**MATERIAL PROVIDED**

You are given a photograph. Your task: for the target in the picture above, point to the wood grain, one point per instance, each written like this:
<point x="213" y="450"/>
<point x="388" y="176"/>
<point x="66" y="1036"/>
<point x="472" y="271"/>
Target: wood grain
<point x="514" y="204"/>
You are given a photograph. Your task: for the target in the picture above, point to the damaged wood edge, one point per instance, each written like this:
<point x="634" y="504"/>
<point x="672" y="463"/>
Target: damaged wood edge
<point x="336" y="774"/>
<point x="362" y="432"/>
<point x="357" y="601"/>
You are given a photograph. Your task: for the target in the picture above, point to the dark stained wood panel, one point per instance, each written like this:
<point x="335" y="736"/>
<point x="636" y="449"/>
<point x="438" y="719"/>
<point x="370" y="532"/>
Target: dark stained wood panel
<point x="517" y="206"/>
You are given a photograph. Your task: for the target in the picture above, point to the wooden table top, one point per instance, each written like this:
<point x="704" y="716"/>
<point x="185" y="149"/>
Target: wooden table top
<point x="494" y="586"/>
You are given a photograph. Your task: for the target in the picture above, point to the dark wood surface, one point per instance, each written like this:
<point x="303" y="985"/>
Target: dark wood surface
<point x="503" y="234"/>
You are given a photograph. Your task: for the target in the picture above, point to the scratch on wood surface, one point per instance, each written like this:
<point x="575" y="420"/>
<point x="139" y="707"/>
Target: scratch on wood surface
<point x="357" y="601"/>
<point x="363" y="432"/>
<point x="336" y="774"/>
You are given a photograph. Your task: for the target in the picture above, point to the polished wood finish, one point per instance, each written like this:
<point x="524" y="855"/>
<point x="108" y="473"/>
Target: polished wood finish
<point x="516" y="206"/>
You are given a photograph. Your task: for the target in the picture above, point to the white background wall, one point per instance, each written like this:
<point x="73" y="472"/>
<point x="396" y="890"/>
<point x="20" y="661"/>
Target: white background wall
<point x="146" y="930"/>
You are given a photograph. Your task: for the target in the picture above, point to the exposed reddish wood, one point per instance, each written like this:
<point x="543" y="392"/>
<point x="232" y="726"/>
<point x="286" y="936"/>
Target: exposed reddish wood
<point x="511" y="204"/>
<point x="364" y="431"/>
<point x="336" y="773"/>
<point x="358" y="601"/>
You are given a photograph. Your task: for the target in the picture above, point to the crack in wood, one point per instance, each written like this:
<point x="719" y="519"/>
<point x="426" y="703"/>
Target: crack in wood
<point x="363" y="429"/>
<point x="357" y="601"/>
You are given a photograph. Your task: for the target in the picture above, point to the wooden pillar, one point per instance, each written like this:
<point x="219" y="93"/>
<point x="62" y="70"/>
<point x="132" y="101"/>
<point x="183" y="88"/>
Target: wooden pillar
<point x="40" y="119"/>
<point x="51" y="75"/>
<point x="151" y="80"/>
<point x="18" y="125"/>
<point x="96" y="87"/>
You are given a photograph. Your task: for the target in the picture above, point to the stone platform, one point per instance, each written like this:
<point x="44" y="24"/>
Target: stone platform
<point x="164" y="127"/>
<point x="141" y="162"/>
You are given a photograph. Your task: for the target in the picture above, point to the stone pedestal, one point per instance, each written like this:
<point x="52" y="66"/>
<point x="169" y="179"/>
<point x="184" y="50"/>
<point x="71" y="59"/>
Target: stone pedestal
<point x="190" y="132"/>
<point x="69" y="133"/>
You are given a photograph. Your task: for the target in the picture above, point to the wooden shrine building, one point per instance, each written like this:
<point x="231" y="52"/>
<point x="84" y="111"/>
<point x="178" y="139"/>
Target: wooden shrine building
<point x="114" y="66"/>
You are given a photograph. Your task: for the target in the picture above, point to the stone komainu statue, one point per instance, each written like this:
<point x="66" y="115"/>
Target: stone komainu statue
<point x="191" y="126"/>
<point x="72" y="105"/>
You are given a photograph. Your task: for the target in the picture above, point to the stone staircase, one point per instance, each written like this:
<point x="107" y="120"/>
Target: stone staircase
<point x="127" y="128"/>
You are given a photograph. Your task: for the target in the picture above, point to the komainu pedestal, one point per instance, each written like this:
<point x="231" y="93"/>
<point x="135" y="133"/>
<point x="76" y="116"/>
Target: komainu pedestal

**TASK**
Put every line of the listing above into a Markdown table with the columns Row and Line. Number the rows in order and omit blank lines.

**TASK OUTPUT**
| Row | Line |
|---|---|
| 1 | You are given a photograph. Your task: for the target in the picture above, point to the wood grain, one point per instance, each written like this: |
| 2 | <point x="213" y="450"/> |
| 3 | <point x="388" y="176"/> |
| 4 | <point x="66" y="1036"/> |
| 5 | <point x="472" y="271"/> |
| 6 | Target: wood grain |
| 7 | <point x="514" y="204"/> |
| 8 | You are given a photograph. Your task: for the target in the picture above, point to the damaged wood edge, one point per instance, each written like this: |
| 9 | <point x="634" y="504"/> |
| 10 | <point x="672" y="463"/> |
| 11 | Target: damaged wood edge |
| 12 | <point x="336" y="774"/> |
| 13 | <point x="362" y="432"/> |
| 14 | <point x="357" y="601"/> |
| 15 | You are given a photograph. Your task: for the target in the picture above, point to the dark stained wood panel, one point per instance, each written like this: |
| 16 | <point x="335" y="736"/> |
| 17 | <point x="636" y="449"/> |
| 18 | <point x="438" y="719"/> |
| 19 | <point x="370" y="532"/> |
| 20 | Target: dark stained wood panel |
| 21 | <point x="517" y="206"/> |
| 22 | You are given a photograph. Your task: for the target in the picture above, point to the wooden table top, one point per instance, each written like this: |
| 23 | <point x="704" y="716"/> |
| 24 | <point x="185" y="149"/> |
| 25 | Target: wooden table top |
| 26 | <point x="494" y="586"/> |
| 27 | You are given a photograph. Your task: for the target in the picture above, point to the dark wood surface, one point per instance, each written like this: |
| 28 | <point x="303" y="985"/> |
| 29 | Target: dark wood surface |
| 30 | <point x="503" y="234"/> |
| 31 | You are given a photograph. Your task: for the target in the picture above, point to the scratch on wood surface, one point per instance, each written like this: |
| 32 | <point x="575" y="420"/> |
| 33 | <point x="139" y="707"/> |
| 34 | Target: scratch on wood surface |
| 35 | <point x="357" y="601"/> |
| 36 | <point x="363" y="432"/> |
| 37 | <point x="336" y="774"/> |
| 38 | You are given a photograph. Your task: for the target in the picture above, point to the polished wood finish, one point per instance, each written like this: |
| 39 | <point x="524" y="855"/> |
| 40 | <point x="108" y="473"/> |
| 41 | Target: polished wood finish |
| 42 | <point x="516" y="206"/> |
| 43 | You are given a photograph. Your task: for the target in the picture above, point to the white background wall, one point per instance, each written like this: |
| 44 | <point x="73" y="472"/> |
| 45 | <point x="396" y="890"/> |
| 46 | <point x="20" y="661"/> |
| 47 | Target: white background wall |
| 48 | <point x="146" y="930"/> |
| 49 | You are given a photograph. Your task: for the target in the picture above, point to the exposed reddish wood, one point per instance, each written like this: |
| 50 | <point x="543" y="392"/> |
| 51 | <point x="232" y="726"/> |
| 52 | <point x="286" y="936"/> |
| 53 | Target: exposed reddish wood |
| 54 | <point x="511" y="204"/> |
| 55 | <point x="364" y="431"/> |
| 56 | <point x="336" y="773"/> |
| 57 | <point x="358" y="601"/> |
| 58 | You are given a photograph. Your task: for the target in the picture above, point to the crack in wood, one point per instance, each written like this: |
| 59 | <point x="719" y="519"/> |
| 60 | <point x="426" y="703"/> |
| 61 | Target: crack in wood |
| 62 | <point x="363" y="429"/> |
| 63 | <point x="357" y="601"/> |
| 64 | You are given a photograph. Your task: for the target in the picture above, point to the wooden pillar, one point per instance, each written like this: |
| 65 | <point x="219" y="93"/> |
| 66 | <point x="62" y="70"/> |
| 67 | <point x="132" y="101"/> |
| 68 | <point x="183" y="88"/> |
| 69 | Target: wooden pillar |
| 70 | <point x="40" y="119"/> |
| 71 | <point x="51" y="75"/> |
| 72 | <point x="151" y="80"/> |
| 73 | <point x="18" y="125"/> |
| 74 | <point x="96" y="87"/> |
| 75 | You are given a photograph. Your task: for the target in the picture above, point to the stone platform, one point per instance, each written like this: |
| 76 | <point x="44" y="24"/> |
| 77 | Target: stone platform |
| 78 | <point x="164" y="127"/> |
| 79 | <point x="141" y="162"/> |
| 80 | You are given a photograph. Your task: for the target in the picture above, point to the stone pedestal, one point per instance, each written like this: |
| 81 | <point x="52" y="66"/> |
| 82 | <point x="169" y="179"/> |
| 83 | <point x="184" y="50"/> |
| 84 | <point x="71" y="59"/> |
| 85 | Target: stone pedestal |
| 86 | <point x="190" y="132"/> |
| 87 | <point x="69" y="133"/> |
| 88 | You are given a photograph. Your task: for the target in the picture above, point to the wooden shrine building, one point per instance, each written like this: |
| 89 | <point x="231" y="52"/> |
| 90 | <point x="84" y="111"/> |
| 91 | <point x="178" y="139"/> |
| 92 | Target: wooden shrine building |
| 93 | <point x="114" y="66"/> |
| 94 | You are given a photograph. Your task: for the target in the picture above, point to the stone komainu statue, one point per instance, each written like this: |
| 95 | <point x="66" y="115"/> |
| 96 | Target: stone komainu statue |
| 97 | <point x="191" y="126"/> |
| 98 | <point x="72" y="105"/> |
| 99 | You are given a photograph. Your task: for the target in the picture above, point to the stone staircase, one point per instance, each written like this: |
| 100 | <point x="107" y="120"/> |
| 101 | Target: stone staircase |
| 102 | <point x="127" y="128"/> |
| 103 | You are given a photograph. Your task: for the target in the picture above, point to the komainu pedestal, one point per instance, each written like this: |
| 104 | <point x="231" y="93"/> |
| 105 | <point x="135" y="133"/> |
| 106 | <point x="76" y="116"/> |
| 107 | Target: komainu pedestal |